### Data lines
┄┄┄┄┄┄
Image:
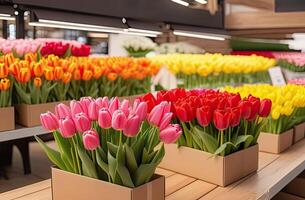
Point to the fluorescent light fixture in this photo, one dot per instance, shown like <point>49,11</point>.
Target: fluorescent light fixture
<point>181,2</point>
<point>6,17</point>
<point>144,31</point>
<point>201,1</point>
<point>199,35</point>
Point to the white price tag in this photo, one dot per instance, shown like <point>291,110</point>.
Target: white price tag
<point>277,76</point>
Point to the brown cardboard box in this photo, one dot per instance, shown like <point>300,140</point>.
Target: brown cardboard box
<point>29,115</point>
<point>299,132</point>
<point>296,187</point>
<point>9,116</point>
<point>275,143</point>
<point>205,166</point>
<point>286,196</point>
<point>66,185</point>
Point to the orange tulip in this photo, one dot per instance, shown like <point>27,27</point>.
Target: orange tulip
<point>37,82</point>
<point>37,69</point>
<point>24,75</point>
<point>58,72</point>
<point>76,75</point>
<point>112,76</point>
<point>49,74</point>
<point>3,70</point>
<point>87,75</point>
<point>5,84</point>
<point>66,78</point>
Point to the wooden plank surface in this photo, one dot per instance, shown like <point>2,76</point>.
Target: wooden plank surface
<point>275,171</point>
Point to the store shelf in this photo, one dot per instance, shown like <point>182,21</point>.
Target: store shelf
<point>275,172</point>
<point>21,132</point>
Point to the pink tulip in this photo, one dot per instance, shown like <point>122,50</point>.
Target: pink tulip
<point>114,105</point>
<point>170,134</point>
<point>104,118</point>
<point>125,107</point>
<point>166,119</point>
<point>118,120</point>
<point>93,111</point>
<point>67,127</point>
<point>141,110</point>
<point>132,126</point>
<point>62,111</point>
<point>91,140</point>
<point>76,107</point>
<point>82,122</point>
<point>156,115</point>
<point>49,121</point>
<point>102,102</point>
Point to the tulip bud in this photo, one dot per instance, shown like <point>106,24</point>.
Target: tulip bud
┄┄┄┄┄┄
Reproduce every item above word for word, omitting the pictures.

### Correct answer
Image:
Point to the fluorescent light fixture in this photo, one dot per instance, shown like <point>49,11</point>.
Target: fluorescent light fixture
<point>181,2</point>
<point>6,17</point>
<point>144,31</point>
<point>201,1</point>
<point>199,35</point>
Point to the white price tag in this photo, one dot per instance, shown like <point>291,110</point>.
Target: white price tag
<point>277,76</point>
Point to the brown cardboard box in this photo, one dot per instance, shown like <point>300,140</point>.
Target: brown cardboard box
<point>29,115</point>
<point>299,132</point>
<point>296,187</point>
<point>9,116</point>
<point>275,143</point>
<point>205,166</point>
<point>286,196</point>
<point>66,185</point>
Point to the orange tulip in this photo, one dot per instance, shown like <point>27,27</point>.
Target: orange tulip
<point>37,82</point>
<point>37,69</point>
<point>24,75</point>
<point>58,72</point>
<point>76,75</point>
<point>112,76</point>
<point>49,74</point>
<point>3,70</point>
<point>87,75</point>
<point>5,84</point>
<point>66,78</point>
Point to the wooden plank surface in this photo, one dot per instance, shown like <point>2,76</point>.
Target: wooden plank surface
<point>275,171</point>
Point to the store shelf in this photo, one dot per instance, shown like <point>182,21</point>.
Target: store shelf
<point>275,172</point>
<point>21,132</point>
Point to the pink tulip in this photo, one dot per instance, shown like <point>122,50</point>.
Target: pink tulip
<point>114,105</point>
<point>170,134</point>
<point>104,118</point>
<point>125,107</point>
<point>166,119</point>
<point>118,120</point>
<point>93,111</point>
<point>67,127</point>
<point>141,110</point>
<point>132,126</point>
<point>62,111</point>
<point>91,140</point>
<point>76,107</point>
<point>82,122</point>
<point>156,115</point>
<point>49,121</point>
<point>102,102</point>
Point to the tulip bud in this photo, one dot per instance, shown like <point>106,24</point>.
Target: tulip bud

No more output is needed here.